## Excerpted passage

------------

One day I'll write the 7,000 word post which I've danced around writing about this, the greatest piece I've ever heard written in my lifetime, for years - and no doubt will delay writing that post for many years more. So I'll simply conclude by saying that for this 'nice Jewish boy', all too steeped in a cultural inheritance he neither asked for nor could ever shirk, the finale of this work is one of the very most moving moments in all of music - more emotionally cathartic (if only for me) than anything else in Golijov, Adams, Reich, Bernstein, Britten, Shostakovich, Copland, Strauss, Mahler, Janacek, Dvorak, Tchaikovsky, Brahms, Bruckner, Verdi, Chopin, Schumann, Schubert, Haydn,... or Hebrew Cantillation or Christian chant or the Muslim Call to Prayer, or even in truer gods than theirs', like Beethoven, Mozart, and Bach.

After more than an hour's worth of telling the story of Christ's death in Spanish (and, vicariously, Latin), during which momentum gradually snowballs for over an hour to an avalanche unheard since the heyday of Berlioz, the text changes without warning to the cadences of Biblical Hebrew, and Christ laments on The Cross in his original tongue of Aramaic. The chorus responds afterward - not with an account of The Resurrection, but with The Kaddish.

The Kaddish is the Jewish prayer for the dead which every Jew must chant three times every day for 11 months whenever their parents, spouses or children precede them into the earth. To hear this prayer intoned at the end of a medieval Passion play - a play so often used in history as a way to inflame congregants against the Jews living among them - is both the greatest shock of my musical life and the most unbearably moving moment in all music. It is the greatest display I know of how music may yet bridge the gap between cultures locked pitifully in millenia of misunderstanding. Even now, as I type this (running on no sleep in 36 hours), I find myself more than a bit ashamed at the tears which flow fast and freely down my cheeks as I think about this most defining musical moment in my life. To me, this music is the subdued cry of the entire world, and if not the entire world, then certainly the subdued cry of my world.

------------

## Collected data
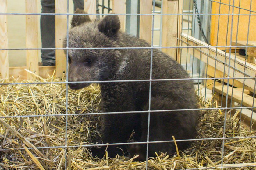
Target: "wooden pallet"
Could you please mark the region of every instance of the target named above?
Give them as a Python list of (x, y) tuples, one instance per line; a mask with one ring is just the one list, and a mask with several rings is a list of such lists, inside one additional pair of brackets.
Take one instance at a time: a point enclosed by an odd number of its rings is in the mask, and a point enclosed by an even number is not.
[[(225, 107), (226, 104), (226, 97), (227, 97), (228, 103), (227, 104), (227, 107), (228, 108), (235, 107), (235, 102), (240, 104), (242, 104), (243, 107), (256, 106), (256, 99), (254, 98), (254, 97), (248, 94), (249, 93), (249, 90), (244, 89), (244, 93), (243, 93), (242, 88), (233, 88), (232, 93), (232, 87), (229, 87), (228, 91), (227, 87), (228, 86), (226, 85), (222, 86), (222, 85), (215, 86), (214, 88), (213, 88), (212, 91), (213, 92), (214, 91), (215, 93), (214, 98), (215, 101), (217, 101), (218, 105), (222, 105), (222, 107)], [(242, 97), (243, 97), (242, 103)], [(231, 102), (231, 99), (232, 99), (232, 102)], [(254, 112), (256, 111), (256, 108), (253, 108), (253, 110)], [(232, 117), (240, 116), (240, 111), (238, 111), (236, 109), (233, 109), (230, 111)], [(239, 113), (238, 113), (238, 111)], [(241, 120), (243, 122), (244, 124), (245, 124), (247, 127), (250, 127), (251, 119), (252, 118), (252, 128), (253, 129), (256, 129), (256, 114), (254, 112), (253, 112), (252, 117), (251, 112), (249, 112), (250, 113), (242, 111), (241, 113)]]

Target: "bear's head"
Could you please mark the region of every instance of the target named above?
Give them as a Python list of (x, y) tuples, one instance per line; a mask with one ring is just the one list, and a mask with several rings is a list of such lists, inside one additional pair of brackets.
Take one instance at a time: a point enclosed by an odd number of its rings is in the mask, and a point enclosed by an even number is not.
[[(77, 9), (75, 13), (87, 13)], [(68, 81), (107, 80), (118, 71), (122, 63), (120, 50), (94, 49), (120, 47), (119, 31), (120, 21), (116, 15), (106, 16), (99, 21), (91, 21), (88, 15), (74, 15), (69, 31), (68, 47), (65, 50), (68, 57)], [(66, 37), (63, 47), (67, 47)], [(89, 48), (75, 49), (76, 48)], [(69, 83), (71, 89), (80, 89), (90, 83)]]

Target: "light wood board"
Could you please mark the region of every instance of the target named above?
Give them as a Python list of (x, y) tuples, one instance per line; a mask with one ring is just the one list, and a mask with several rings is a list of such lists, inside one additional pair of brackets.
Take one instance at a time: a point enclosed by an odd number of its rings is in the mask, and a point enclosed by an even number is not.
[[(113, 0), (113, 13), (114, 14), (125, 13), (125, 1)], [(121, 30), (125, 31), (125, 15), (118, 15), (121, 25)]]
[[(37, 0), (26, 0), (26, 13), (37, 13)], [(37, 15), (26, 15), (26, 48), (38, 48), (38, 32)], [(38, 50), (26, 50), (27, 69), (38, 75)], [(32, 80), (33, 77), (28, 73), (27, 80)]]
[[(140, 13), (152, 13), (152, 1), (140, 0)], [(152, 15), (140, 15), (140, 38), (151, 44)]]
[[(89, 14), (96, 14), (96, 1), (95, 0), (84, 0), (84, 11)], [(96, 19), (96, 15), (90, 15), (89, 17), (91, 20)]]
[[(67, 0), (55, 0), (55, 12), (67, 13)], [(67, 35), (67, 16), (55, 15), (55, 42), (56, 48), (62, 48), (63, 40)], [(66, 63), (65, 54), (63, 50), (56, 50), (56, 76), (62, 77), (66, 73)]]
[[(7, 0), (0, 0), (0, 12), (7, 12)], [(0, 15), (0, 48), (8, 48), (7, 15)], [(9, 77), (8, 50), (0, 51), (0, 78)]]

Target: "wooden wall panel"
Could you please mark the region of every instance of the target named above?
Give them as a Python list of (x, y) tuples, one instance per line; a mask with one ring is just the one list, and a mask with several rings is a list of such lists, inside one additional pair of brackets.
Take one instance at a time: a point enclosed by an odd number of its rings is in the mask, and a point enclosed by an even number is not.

------------

## What is expected
In the passage about the Passion's finale, copy word for word the part between "After more than" and "with The Kaddish.", inclusive.

## Answer section
After more than an hour's worth of telling the story of Christ's death in Spanish (and, vicariously, Latin), during which momentum gradually snowballs for over an hour to an avalanche unheard since the heyday of Berlioz, the text changes without warning to the cadences of Biblical Hebrew, and Christ laments on The Cross in his original tongue of Aramaic. The chorus responds afterward - not with an account of The Resurrection, but with The Kaddish.